(Referring expression pointing data)
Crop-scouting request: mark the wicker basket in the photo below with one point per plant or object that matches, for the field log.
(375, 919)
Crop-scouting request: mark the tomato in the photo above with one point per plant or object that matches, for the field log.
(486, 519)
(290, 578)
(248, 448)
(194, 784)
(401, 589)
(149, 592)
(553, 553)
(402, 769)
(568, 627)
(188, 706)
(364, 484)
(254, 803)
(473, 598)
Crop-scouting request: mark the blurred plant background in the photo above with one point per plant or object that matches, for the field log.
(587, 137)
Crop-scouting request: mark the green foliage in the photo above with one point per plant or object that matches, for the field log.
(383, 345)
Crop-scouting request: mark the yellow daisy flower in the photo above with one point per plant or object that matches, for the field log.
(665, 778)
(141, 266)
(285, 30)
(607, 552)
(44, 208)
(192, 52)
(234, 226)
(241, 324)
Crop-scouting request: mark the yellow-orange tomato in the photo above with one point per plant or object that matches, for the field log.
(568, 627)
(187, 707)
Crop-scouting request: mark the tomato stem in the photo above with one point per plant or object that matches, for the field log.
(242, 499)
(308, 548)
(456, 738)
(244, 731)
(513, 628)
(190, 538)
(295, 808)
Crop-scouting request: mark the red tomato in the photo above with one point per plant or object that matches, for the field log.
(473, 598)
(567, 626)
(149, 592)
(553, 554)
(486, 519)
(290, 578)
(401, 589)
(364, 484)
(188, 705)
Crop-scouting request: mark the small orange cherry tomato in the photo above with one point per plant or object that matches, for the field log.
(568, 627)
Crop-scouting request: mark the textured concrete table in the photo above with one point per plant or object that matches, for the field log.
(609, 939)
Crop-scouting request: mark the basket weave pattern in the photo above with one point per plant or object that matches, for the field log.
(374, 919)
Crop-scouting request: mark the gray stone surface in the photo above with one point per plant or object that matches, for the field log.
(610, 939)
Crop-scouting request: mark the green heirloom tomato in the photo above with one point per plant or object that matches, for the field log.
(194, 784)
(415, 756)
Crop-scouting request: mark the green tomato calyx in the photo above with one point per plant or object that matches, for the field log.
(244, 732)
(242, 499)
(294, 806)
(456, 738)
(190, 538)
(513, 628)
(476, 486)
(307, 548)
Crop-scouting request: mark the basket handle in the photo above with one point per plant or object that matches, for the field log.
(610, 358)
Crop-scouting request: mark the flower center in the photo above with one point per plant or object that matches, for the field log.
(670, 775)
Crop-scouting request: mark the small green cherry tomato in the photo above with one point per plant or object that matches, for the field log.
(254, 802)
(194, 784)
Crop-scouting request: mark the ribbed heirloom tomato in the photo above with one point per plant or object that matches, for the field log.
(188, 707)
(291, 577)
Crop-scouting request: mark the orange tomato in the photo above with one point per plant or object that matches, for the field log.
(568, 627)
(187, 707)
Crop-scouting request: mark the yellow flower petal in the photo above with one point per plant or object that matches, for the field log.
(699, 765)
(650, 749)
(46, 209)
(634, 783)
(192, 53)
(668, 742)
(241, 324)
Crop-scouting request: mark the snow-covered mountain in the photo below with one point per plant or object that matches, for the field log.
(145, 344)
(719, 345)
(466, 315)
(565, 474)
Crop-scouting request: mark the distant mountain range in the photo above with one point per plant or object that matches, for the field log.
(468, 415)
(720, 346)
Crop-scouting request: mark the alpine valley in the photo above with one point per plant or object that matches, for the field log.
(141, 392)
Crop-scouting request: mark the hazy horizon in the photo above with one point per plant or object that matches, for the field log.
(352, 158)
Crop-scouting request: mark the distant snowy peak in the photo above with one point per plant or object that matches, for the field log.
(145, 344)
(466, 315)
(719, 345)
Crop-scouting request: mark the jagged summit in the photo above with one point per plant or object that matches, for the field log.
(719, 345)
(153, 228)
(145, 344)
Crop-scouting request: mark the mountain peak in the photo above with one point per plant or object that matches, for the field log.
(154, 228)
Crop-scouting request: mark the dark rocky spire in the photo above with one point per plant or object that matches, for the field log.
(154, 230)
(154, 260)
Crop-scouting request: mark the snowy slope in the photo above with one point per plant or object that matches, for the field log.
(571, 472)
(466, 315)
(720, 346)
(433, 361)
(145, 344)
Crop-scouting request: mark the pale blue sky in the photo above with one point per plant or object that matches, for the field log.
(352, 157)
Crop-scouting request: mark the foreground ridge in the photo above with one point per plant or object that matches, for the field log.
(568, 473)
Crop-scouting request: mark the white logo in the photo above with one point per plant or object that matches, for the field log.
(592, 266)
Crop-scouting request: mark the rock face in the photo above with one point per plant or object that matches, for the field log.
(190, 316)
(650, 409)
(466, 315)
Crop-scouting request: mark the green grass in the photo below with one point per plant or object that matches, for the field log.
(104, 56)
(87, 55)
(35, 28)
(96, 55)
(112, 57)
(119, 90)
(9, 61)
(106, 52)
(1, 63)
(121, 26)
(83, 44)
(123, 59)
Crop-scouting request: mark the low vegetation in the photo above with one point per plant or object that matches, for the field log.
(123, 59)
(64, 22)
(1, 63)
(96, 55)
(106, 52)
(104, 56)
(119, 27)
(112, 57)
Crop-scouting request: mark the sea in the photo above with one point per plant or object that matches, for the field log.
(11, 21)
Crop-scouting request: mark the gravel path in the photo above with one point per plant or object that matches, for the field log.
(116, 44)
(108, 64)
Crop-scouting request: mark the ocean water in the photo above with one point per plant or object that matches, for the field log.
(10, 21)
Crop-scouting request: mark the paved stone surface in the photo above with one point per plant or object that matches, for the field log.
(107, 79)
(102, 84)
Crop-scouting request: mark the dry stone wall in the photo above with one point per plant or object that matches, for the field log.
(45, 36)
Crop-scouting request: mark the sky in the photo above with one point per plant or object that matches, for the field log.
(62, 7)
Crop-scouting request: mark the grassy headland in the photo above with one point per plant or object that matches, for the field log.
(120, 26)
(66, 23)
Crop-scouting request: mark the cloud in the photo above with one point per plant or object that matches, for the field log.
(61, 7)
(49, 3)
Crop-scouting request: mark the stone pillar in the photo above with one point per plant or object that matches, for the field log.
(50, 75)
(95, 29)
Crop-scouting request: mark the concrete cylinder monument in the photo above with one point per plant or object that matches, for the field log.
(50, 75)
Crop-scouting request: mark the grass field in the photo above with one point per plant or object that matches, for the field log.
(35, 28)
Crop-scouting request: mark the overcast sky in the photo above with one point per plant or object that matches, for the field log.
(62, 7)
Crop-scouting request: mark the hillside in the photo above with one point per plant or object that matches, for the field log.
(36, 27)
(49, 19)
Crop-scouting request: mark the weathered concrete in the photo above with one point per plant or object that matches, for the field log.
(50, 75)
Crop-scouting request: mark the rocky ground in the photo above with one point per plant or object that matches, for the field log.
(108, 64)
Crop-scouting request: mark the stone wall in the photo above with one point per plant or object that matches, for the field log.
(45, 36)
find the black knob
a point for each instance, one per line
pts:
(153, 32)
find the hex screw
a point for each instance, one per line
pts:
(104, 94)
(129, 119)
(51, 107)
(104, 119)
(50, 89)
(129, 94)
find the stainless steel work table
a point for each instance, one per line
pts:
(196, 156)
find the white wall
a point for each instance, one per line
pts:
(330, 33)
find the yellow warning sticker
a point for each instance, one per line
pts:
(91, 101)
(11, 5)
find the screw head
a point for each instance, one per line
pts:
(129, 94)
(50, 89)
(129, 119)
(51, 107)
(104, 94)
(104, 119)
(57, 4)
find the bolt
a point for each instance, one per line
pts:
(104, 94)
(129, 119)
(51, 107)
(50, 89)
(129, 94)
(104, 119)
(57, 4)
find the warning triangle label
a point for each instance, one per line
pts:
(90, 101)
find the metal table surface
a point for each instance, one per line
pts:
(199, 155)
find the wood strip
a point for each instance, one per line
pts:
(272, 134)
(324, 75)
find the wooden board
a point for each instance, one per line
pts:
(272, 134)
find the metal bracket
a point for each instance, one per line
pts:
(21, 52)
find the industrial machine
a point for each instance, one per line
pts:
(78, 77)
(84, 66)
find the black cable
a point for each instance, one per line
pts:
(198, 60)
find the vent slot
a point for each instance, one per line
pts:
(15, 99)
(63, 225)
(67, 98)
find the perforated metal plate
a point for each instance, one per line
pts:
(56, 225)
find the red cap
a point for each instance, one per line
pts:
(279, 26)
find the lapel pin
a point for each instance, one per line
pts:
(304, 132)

→ **Task brief**
If a line in the records above has the word "black", copy it out.

→ **Result for this exercise**
find the black knob
find the black cable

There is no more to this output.